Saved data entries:

──────────────────────────────

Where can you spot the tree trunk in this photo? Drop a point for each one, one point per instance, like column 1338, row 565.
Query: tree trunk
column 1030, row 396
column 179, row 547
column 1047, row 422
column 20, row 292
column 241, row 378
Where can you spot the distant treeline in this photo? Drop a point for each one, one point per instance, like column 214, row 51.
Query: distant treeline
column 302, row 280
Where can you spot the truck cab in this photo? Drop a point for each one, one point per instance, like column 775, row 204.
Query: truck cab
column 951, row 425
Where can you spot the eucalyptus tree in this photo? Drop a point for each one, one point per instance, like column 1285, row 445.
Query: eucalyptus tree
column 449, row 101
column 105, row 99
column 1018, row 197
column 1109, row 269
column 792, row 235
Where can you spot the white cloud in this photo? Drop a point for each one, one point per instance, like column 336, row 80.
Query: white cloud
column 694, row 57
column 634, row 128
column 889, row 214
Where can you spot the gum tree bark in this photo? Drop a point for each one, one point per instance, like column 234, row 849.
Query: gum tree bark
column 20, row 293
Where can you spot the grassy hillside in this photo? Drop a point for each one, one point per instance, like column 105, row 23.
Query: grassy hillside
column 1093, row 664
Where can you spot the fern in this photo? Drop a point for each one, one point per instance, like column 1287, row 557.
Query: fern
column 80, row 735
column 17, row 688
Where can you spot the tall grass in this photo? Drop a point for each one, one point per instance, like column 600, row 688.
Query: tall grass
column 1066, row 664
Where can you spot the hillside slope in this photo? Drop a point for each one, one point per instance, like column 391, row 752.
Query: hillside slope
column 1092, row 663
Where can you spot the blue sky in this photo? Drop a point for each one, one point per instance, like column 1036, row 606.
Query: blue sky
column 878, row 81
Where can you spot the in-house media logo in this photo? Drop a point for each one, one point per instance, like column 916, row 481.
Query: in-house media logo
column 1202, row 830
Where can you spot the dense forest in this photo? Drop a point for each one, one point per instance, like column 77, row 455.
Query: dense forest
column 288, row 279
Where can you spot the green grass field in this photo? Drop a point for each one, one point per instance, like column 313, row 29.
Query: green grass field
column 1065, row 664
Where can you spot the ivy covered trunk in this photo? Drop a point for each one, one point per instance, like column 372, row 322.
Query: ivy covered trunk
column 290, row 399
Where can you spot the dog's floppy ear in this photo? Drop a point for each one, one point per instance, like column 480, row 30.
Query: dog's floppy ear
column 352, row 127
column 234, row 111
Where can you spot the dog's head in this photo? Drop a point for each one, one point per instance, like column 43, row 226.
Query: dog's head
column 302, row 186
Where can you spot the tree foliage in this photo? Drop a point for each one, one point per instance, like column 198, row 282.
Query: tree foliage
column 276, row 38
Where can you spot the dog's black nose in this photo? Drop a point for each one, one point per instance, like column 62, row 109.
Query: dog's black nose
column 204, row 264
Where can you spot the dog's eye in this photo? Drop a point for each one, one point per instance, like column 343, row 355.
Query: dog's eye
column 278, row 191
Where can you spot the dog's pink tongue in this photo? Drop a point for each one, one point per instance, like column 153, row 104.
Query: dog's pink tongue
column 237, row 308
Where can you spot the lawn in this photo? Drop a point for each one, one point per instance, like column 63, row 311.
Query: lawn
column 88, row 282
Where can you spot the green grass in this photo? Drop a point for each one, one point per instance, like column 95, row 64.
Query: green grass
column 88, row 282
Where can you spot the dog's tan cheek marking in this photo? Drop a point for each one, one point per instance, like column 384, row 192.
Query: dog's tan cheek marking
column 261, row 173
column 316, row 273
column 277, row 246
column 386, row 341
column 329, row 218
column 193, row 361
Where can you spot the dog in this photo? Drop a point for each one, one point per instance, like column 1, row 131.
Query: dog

──────────────────────────────

[What needs to be done]
In the records above, copy exactly the lines from the one that contains "Where can you spot the tree foliage" through the last, and nothing else.

[Response for this exercise]
Where can you spot the tree foliage in this photo? Drop a point for each one, one point per instance, like column 198, row 282.
Query: tree foliage
column 276, row 38
Where can you spot the dog's black nose in this photo? Drop a point for each one, one point per instance, like column 62, row 109.
Query: dog's black nose
column 204, row 264
Where can you spot the dog's eye in this photo? Drop a point for each one, one point per instance, like column 343, row 355.
Query: dog's eye
column 278, row 191
Where can you spot the dog's pink tongue in this photo? Drop a point for each one, one point per instance, like column 153, row 104.
Query: dog's pink tongue
column 237, row 308
Where can you spot the lawn in this photo? Drop a point for each one, one point per instance, like column 63, row 311.
Query: lawn
column 88, row 282
Where can you spot the green grass in this photo? Drop a point for each one, one point per instance, like column 95, row 64.
Query: green grass
column 88, row 282
Where can you spot the dog's tan cheek marking in this photo? Drop a point for each one, one point per instance, like column 384, row 192.
Query: dog's tan cheek marking
column 261, row 173
column 316, row 273
column 277, row 246
column 386, row 341
column 329, row 218
column 193, row 361
Where can you spot the dog in this photo? Drop a point for each one, one point per instance, like column 1, row 131.
Query: dog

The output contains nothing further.